* _Aim_
Copy every line from the start of the records through the line containing "top-left (9, 0), bottom-right (448, 121)", requests included, and scale each coordinate in the answer boxes by 1.15, rounding to whole numbers with halves rounded up, while the requests and their format samples stay unchanged. Leave the pictures out of your answer.
** start Dataset records **
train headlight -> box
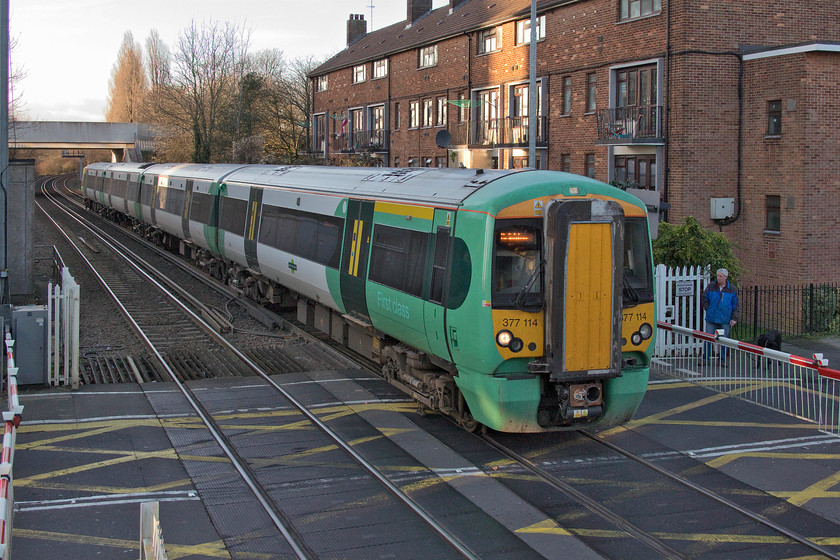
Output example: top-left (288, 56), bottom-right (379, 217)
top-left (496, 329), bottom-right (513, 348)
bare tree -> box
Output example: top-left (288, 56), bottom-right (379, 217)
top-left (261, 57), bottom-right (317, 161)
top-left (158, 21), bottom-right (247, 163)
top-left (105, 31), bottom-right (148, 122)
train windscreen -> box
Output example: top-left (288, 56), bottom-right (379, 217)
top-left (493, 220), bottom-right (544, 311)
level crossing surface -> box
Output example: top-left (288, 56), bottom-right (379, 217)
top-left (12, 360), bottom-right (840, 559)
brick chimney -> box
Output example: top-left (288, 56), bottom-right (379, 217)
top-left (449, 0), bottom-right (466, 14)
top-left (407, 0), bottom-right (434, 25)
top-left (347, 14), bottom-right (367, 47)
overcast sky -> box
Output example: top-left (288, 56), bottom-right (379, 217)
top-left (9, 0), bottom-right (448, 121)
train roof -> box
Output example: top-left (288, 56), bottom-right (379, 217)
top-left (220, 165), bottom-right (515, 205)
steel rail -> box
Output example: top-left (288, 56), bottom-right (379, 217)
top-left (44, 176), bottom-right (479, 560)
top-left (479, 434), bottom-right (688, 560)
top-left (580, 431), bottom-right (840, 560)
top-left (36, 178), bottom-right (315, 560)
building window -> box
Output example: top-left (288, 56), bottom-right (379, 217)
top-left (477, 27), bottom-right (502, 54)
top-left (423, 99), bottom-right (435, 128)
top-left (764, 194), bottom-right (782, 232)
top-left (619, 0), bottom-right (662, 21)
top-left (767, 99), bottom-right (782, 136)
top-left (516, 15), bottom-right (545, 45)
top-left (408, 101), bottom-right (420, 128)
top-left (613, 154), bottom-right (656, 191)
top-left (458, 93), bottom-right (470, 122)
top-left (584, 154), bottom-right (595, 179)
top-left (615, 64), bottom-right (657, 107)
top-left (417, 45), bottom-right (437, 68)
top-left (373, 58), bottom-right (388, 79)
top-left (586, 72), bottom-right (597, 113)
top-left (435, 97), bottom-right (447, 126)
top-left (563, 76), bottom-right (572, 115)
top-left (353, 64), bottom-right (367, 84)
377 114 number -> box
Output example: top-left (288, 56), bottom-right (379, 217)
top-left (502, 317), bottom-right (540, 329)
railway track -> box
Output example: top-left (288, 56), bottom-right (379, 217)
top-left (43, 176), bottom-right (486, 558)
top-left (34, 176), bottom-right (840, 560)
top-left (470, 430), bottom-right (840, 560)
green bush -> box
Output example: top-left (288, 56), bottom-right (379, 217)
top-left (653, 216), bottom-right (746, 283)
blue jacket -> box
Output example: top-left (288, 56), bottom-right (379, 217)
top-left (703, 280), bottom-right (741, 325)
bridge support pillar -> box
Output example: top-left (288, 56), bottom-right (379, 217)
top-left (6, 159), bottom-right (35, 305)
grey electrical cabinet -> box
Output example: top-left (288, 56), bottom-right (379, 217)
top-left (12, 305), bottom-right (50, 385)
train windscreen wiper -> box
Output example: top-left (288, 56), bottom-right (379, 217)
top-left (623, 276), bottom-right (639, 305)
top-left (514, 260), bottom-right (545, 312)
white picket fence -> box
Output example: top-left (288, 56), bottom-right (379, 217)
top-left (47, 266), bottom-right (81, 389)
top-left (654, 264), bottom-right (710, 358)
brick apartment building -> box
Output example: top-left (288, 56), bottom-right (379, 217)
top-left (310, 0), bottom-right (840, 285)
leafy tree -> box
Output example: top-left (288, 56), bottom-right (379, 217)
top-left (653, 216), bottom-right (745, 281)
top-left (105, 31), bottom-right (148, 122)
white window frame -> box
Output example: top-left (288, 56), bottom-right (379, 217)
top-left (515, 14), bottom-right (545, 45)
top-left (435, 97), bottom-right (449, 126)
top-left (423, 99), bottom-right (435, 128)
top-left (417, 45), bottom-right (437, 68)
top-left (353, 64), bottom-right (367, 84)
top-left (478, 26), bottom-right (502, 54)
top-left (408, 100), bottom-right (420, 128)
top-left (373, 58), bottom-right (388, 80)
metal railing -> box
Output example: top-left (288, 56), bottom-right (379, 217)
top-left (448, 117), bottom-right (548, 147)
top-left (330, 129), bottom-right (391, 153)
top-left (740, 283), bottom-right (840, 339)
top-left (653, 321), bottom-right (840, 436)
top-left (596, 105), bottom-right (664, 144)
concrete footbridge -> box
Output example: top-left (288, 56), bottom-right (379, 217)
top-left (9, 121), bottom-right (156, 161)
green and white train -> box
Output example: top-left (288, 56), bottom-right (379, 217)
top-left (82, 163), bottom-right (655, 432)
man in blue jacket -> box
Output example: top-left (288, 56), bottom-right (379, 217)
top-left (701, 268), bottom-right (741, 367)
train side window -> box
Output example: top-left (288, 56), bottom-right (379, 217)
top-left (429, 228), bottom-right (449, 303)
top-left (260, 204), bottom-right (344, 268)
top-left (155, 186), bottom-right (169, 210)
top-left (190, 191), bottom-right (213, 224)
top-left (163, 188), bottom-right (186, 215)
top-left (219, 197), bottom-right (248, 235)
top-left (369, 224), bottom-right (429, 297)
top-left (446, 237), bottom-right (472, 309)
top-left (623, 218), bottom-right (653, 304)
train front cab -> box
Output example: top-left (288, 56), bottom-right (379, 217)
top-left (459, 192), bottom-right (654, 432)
** end Dataset records **
* _Solved exercise_
train headlight -> box
Output example: top-left (288, 56), bottom-right (379, 217)
top-left (570, 378), bottom-right (590, 400)
bare tree -> box
Output example: top-left (288, 56), bottom-right (379, 217)
top-left (300, 66), bottom-right (365, 185)
top-left (182, 24), bottom-right (284, 187)
top-left (121, 36), bottom-right (170, 140)
train windscreen -> box
Output example: top-left (288, 56), bottom-right (379, 217)
top-left (567, 253), bottom-right (626, 358)
level crossing surface -> box
Output example: top-left (288, 56), bottom-right (379, 217)
top-left (14, 414), bottom-right (966, 643)
brick chimney -> box
Output example: top-left (288, 56), bottom-right (379, 217)
top-left (516, 0), bottom-right (536, 16)
top-left (468, 0), bottom-right (499, 29)
top-left (399, 16), bottom-right (422, 54)
overcast sky -> box
Output example: top-left (288, 56), bottom-right (379, 217)
top-left (10, 0), bottom-right (515, 139)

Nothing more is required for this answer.